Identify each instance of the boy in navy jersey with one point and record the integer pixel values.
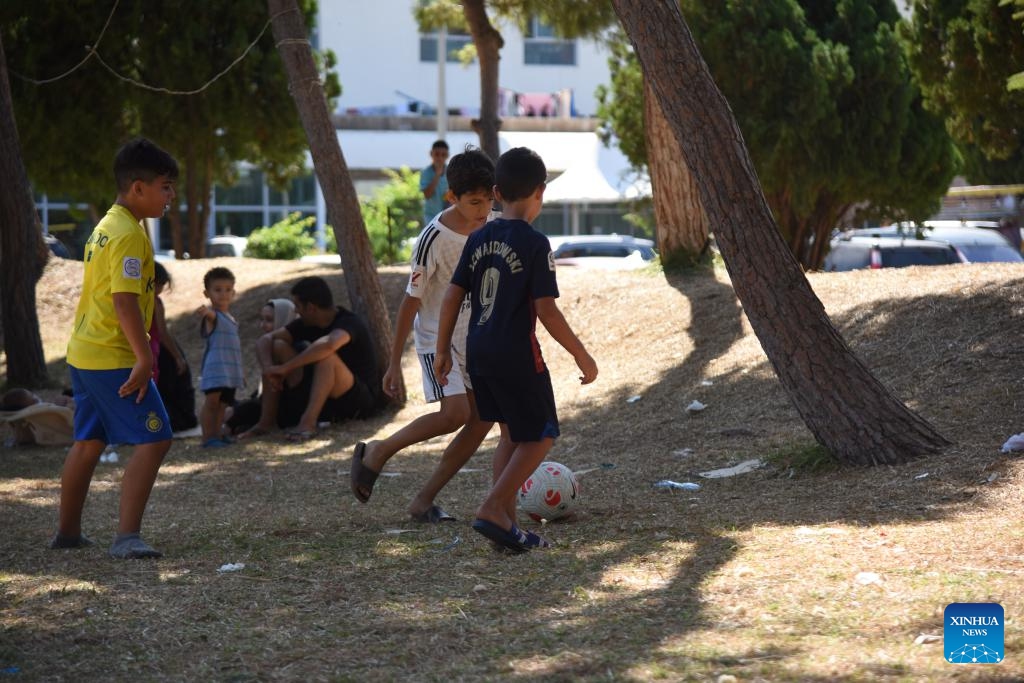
(509, 272)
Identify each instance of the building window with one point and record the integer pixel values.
(456, 41)
(544, 47)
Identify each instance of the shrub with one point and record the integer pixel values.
(392, 215)
(286, 240)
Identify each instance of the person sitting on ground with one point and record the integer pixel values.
(471, 180)
(274, 314)
(320, 368)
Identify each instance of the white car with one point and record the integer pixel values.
(605, 252)
(225, 245)
(977, 243)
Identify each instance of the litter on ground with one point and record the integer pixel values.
(741, 468)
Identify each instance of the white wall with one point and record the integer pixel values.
(378, 48)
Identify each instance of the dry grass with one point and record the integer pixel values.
(754, 577)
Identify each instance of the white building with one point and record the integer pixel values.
(391, 87)
(385, 63)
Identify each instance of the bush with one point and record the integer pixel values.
(392, 215)
(286, 240)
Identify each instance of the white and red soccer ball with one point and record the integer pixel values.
(551, 492)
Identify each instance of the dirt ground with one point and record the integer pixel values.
(783, 573)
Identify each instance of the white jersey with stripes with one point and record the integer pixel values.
(437, 251)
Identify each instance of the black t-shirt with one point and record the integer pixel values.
(506, 266)
(357, 354)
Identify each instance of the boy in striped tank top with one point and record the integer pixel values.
(470, 193)
(222, 372)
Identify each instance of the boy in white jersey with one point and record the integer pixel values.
(471, 178)
(110, 355)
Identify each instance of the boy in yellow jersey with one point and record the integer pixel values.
(110, 357)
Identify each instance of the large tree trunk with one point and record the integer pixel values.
(681, 223)
(23, 253)
(846, 408)
(488, 45)
(343, 205)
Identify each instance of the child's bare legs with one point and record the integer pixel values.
(75, 479)
(332, 379)
(136, 484)
(458, 453)
(281, 352)
(139, 475)
(513, 463)
(455, 412)
(210, 415)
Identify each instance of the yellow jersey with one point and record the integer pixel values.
(118, 258)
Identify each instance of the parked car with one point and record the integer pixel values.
(977, 242)
(608, 252)
(225, 245)
(852, 252)
(900, 246)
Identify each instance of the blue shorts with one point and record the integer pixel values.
(524, 402)
(101, 415)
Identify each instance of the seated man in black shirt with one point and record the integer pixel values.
(320, 367)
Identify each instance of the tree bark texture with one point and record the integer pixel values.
(23, 253)
(364, 286)
(488, 44)
(681, 223)
(849, 412)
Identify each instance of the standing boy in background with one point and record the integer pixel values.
(471, 180)
(222, 374)
(109, 353)
(508, 270)
(433, 182)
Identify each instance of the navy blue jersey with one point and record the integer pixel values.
(506, 266)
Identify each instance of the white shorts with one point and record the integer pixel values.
(458, 378)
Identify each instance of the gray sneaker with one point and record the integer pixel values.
(131, 547)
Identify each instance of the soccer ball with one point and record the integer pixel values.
(551, 492)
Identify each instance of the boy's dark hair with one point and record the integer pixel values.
(470, 171)
(220, 272)
(139, 159)
(313, 290)
(518, 173)
(160, 274)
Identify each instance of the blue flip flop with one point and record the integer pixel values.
(509, 540)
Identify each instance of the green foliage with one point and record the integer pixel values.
(804, 459)
(626, 86)
(70, 129)
(826, 103)
(286, 240)
(392, 215)
(964, 53)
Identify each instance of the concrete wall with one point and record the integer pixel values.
(378, 48)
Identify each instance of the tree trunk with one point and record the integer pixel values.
(845, 407)
(681, 224)
(488, 45)
(23, 253)
(365, 291)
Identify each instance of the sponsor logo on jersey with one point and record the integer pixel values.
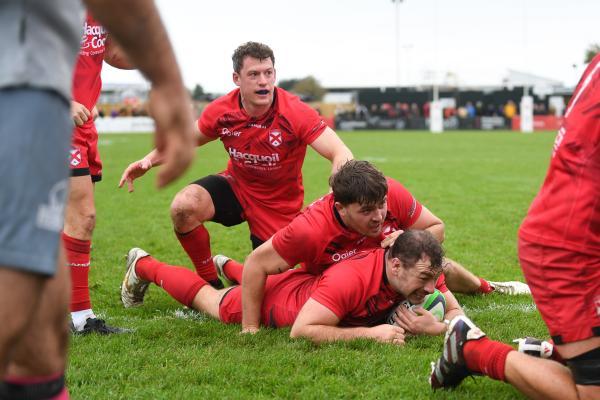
(227, 132)
(75, 157)
(259, 126)
(254, 159)
(337, 257)
(559, 138)
(275, 138)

__What you are asked to do__. Skipping the pictures, output the entries exactly as they appear above.

__Response for this exercise__.
Identify each instance of the boy in navy jersey with one point and record the integer pixel values.
(509, 272)
Identify each instance of the building window with one point and record the integer pixel values.
(456, 41)
(544, 47)
Identify each instance of the shrub with one point and record the integer pixel values.
(392, 215)
(286, 240)
Identify each instance of the person sitting on ground with one point and record the integer pixel values.
(471, 180)
(274, 314)
(320, 368)
Identify each instance of the white car with one point and record the integer pixel values.
(605, 252)
(225, 245)
(977, 243)
Identify each instance of the litter on ground with one point and record the integer pixel values.
(741, 468)
Identify each instance of the white wall with one point and record the integer pixel values.
(378, 48)
Identify each instance of the dry grass with one point and record the integer pixel values.
(754, 577)
Identify each instance of the white building with one point and record the integer pixel values.
(391, 87)
(385, 63)
Identify each instance of the bush with one point and record the integer pixel values.
(392, 215)
(286, 240)
Identify each instance of the white and red soccer ball with one point and record the integer pixel values.
(551, 492)
Identify each instance of the dirt ground with one point and record the integer pixel values.
(783, 573)
Identify each instance of the white jersey with stripes with one point and record the integer pixel values.
(437, 251)
Identify each instance of the black t-shirt with one point and record the integer pixel values.
(506, 266)
(357, 354)
Identify each instance of the boy in striped tank top with one point and record the integer pixel values.
(470, 193)
(222, 372)
Identify each instance of the boy in white jersey with one point and record the integer pixel values.
(471, 178)
(110, 355)
Identify each instance of the boy in yellow jersey with one point and record the integer pixel values.
(110, 357)
Identify each instance of the large tree trunk with one point and record the integer pixel values.
(681, 223)
(23, 253)
(846, 408)
(488, 45)
(343, 205)
Identify each instance of the child's bare legs with one point and record the integer pixel values.
(75, 479)
(332, 379)
(136, 484)
(458, 453)
(281, 352)
(139, 475)
(513, 463)
(455, 412)
(210, 415)
Identify each instance of the yellow jersey with one point and record the integer pixel values.
(118, 258)
Identify each instance of the parked car with one point and record the integer pixel values.
(977, 242)
(608, 252)
(225, 245)
(852, 252)
(900, 246)
Identify each instance of the blue shorts with one point and record the integer pixel values.
(524, 402)
(101, 415)
Identify each instance of the seated man in black shirt with one point and record the integer pixel values.
(320, 367)
Identify each instance of the tree bark texture with one point and record the integer pixel values.
(23, 253)
(364, 286)
(488, 44)
(681, 223)
(849, 412)
Identify each instance of the standing boy in background with one point and record the integer pixel values.
(471, 180)
(222, 374)
(109, 353)
(508, 270)
(433, 182)
Identify each instance of the navy blue jersey with one point and record the integer pixel values.
(506, 266)
Identify each instance of the white shorts with one point and record the integer pixel values.
(458, 378)
Identify each instance of the gray sneaker with one point and record the integer pixel values.
(131, 547)
Identify each instance of the soccer ball with one point and record the integer pixel values.
(551, 492)
Identify each instance of the boy's dark hair with one point and record the integer pixel values.
(470, 171)
(220, 272)
(139, 159)
(313, 290)
(518, 173)
(160, 274)
Identify each instance of the blue flip flop with one point and record the integer pixel values.
(509, 540)
Identify each instance of the green foliage with one point and record the integer pixel values.
(804, 459)
(626, 86)
(70, 129)
(826, 103)
(286, 240)
(392, 215)
(964, 53)
Identify each instance of the concrete wall with one point and record the integer pixel values.
(378, 48)
Identify each instance of the tree trunk with one point and record the integer pixel values.
(845, 407)
(681, 224)
(488, 45)
(23, 253)
(365, 291)
Identify each instance of the sponsor logo on jersey with one point and record the integer pixel values.
(227, 132)
(75, 157)
(259, 126)
(254, 159)
(337, 257)
(559, 138)
(275, 138)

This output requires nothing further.